── TRECHO DO DOCUMENTO

Projeto da Escola de Aplicação da USP discute gênero e sexualidade

Pesquisadores da Faculdade de Educação investigam as memórias de programa voltado a estudantes do Ensino Fundamental e Médio

A Faculdade de Educação da USP, onde se encontra a Escola de Aplicação. [Foto: Cecília Bastos/Usp Imagens]

Vivian Batista da Silva, professora da Faculdade de Educação (FE) da USP, Renata Guedes Mourão Macedo, professora de ciências sociais e saúde na Faculdade de Ciências Médicas da Santa Casa de São Paulo, e Gabriel Delatin de Toledo, graduando em história na USP, se propuseram, no ano passado, a estudar o projeto Gênero e Sexualidade da Escola de Aplicação da Faculdade de Educação da Universidade de São Paulo (EAFEUSP). A empreitada resultou num artigo publicado no final de 2021 na Revista Fronteiras, intitulado Memórias do debate sobre gênero e sexualidade da Escola de Aplicação da FEUSP (1990-2020).

Renata, pós-doutoranda na FE à época da publicação, explica, em entrevista à Agência Universitária de Notícias (AUN), que dividiram a pesquisa em dois momentos: “Por um lado, olhar para como esse debate se dá de maneira mais ampla”, em políticas públicas educacionais; “de outro, olhar como isso está sendo realizado na Escola de Aplicação” desde os anos 1990 até hoje.

Os Parâmetros Curriculares Nacionais (PCN) elaborados entre 1996 e 1998 são elencados no artigo como exemplo de inclusão de discussões sobre gênero e sexualidade na educação brasileira. Na Escola de Aplicação, esse movimento começou antes, em 1992, com o projeto “Educação Sexual”, que, em 1996, passa a se chamar “Orientação Sexual”. Inicialmente focado em saúde sexual, hoje o projeto também engloba discussões de gênero, muito requisitadas pelos próprios alunos.

────
── DADOS EXTRAÍDOS

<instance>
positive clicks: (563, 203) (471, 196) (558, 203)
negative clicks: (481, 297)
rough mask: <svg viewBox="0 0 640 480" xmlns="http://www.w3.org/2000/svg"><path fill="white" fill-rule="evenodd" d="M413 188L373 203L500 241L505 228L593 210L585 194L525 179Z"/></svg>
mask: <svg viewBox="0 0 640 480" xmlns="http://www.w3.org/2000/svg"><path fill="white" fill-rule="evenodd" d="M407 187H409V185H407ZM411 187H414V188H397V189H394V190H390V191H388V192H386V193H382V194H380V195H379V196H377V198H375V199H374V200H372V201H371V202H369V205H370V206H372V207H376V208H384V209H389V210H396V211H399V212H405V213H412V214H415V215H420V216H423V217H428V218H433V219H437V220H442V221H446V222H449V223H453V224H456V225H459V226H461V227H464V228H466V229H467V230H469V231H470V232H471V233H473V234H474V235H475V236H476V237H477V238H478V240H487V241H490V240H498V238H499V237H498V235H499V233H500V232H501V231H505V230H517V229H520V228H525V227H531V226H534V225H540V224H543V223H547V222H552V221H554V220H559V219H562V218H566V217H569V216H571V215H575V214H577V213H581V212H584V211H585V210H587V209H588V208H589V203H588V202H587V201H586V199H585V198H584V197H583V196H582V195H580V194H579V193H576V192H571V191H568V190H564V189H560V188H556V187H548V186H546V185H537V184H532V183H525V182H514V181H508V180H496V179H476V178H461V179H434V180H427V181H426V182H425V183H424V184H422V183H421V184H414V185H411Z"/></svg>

────
── DADOS EXTRAÍDOS

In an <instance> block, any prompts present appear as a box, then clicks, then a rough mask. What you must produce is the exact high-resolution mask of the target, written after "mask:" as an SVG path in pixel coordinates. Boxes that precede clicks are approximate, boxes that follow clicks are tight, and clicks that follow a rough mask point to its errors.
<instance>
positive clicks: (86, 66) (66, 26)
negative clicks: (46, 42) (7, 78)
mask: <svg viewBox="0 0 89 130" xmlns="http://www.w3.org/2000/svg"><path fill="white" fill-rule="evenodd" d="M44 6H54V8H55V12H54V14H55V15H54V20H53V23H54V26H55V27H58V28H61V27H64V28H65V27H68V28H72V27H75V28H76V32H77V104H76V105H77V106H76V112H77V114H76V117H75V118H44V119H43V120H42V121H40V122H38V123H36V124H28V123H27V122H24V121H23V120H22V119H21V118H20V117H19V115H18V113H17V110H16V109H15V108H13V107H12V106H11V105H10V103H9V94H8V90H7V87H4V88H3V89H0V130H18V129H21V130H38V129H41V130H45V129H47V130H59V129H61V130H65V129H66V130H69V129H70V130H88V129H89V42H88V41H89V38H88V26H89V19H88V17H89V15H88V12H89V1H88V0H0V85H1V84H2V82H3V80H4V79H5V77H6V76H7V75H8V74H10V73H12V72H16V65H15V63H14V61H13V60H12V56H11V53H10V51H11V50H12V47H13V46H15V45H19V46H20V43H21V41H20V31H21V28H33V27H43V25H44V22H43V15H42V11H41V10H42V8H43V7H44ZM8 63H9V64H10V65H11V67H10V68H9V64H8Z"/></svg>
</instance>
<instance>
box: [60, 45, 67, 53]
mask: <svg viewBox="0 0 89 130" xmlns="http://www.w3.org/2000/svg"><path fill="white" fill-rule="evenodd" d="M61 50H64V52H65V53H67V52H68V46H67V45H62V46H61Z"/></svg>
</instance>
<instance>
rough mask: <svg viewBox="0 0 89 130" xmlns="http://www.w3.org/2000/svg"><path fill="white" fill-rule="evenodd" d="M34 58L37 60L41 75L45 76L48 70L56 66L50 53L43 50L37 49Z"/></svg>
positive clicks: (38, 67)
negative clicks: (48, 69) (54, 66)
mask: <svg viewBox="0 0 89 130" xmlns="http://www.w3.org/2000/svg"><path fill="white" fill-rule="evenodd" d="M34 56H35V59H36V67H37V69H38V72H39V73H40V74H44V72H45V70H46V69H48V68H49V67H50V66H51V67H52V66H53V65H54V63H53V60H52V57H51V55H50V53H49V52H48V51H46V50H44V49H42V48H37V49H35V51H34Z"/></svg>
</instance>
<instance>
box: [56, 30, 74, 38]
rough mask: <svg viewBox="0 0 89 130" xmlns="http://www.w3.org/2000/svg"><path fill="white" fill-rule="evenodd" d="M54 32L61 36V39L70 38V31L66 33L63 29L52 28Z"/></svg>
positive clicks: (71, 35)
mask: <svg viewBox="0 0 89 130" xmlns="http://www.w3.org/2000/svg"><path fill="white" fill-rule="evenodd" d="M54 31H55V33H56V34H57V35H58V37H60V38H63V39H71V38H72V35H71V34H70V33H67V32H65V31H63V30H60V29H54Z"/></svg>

────
── DADOS EXTRAÍDOS

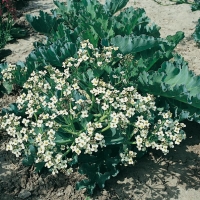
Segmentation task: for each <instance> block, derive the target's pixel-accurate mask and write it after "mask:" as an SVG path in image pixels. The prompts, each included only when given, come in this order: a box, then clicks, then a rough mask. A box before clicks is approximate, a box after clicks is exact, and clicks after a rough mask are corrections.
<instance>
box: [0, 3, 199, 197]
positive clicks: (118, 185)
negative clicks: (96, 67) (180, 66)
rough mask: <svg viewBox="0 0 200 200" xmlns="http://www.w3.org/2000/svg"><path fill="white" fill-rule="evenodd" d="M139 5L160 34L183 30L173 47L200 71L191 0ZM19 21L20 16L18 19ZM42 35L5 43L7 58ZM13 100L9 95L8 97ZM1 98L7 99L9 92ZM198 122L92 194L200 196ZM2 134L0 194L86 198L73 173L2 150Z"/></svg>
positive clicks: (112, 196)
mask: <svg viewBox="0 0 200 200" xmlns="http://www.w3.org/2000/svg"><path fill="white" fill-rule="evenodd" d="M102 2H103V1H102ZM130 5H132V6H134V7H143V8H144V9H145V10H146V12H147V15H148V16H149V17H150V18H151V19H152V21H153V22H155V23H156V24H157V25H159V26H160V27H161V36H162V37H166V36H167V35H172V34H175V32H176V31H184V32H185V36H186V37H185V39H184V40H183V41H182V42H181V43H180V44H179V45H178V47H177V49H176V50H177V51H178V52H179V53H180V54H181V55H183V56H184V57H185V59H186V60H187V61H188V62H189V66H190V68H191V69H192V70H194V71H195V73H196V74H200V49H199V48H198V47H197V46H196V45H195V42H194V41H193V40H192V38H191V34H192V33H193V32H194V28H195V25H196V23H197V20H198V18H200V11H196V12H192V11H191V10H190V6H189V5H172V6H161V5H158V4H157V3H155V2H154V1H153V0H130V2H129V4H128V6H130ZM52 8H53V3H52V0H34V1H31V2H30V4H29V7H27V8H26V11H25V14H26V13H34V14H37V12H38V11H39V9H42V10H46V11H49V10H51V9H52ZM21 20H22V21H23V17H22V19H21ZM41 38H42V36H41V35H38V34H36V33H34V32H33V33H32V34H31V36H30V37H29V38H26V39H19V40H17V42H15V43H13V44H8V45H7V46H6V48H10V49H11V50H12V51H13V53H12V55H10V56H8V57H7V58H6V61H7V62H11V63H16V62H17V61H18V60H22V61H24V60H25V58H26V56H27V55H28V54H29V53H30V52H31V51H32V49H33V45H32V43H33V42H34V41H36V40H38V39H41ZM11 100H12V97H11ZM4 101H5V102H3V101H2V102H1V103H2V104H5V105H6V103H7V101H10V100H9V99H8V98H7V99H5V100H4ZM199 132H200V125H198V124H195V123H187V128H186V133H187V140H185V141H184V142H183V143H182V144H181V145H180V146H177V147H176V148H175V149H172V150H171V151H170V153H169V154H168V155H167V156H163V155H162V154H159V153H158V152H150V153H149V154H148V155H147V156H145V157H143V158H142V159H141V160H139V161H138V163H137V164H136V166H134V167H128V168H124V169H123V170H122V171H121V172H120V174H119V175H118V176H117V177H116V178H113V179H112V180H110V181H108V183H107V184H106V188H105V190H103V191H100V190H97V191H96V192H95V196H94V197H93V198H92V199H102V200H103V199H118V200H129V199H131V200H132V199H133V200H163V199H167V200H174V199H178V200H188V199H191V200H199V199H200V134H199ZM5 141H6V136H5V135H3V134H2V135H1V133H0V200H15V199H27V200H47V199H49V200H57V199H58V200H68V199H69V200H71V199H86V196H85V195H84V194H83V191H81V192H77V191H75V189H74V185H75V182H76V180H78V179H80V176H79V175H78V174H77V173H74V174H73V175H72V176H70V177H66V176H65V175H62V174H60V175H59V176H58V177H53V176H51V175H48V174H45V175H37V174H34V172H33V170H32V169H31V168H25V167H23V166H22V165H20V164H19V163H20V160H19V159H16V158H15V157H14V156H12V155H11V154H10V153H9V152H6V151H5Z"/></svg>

────

▶ _SUA TAREFA_
Dê sequência à matéria sobre o projeto Gênero e Sexualidade da Escola de Aplicação da USP, começando logo após a última frase apresentada.

▶ _RESPOSTA FINAL_
As atividades do projeto são organizadas por professores da própria escola. Renata explica que eles não pretendem simplesmente “ir lá e ‘falar a verdade sobre gênero e sexualidade’, mas abrir espaço para que essas questões, já presentes no cotidiano dos estudantes e da escola, sejam debatidas”. O que não isenta as discussões de alguma controvérsia, fora e dentro da escola.

A Base Nacional Curricular Comum (BNCC) publicada em 2018, por exemplo, embora trate de questões como direitos humanos e diversidade, teve qualquer referência explícita a gênero ou orientação sexual cortada. A lei 13.798 de 2019, por sua vez, instituiu a Semana Nacional de Prevenção da Gravidez na Adolescência — parte da estratégia do Ministério da Mulher, Família e Direitos Humanos que visa substituir a discussão escolar sobre sexualidade por uma defesa da abstinência sexual.

Essas questões exteriores ecoam na EAFEUSP. Vivian explica que, “para muitos pais [de alunos], a sexualidade em si é um problema; para os alunos, é uma descoberta, mas que já vem também povoada do imaginário e das representações que estão no imaginário e na família”. O projeto Gênero e Sexualidade, então, serve como forma da Escola de Aplicação reafirmar aquilo que está em seu Projeto Político Pedagógico: o respeito à diversidade.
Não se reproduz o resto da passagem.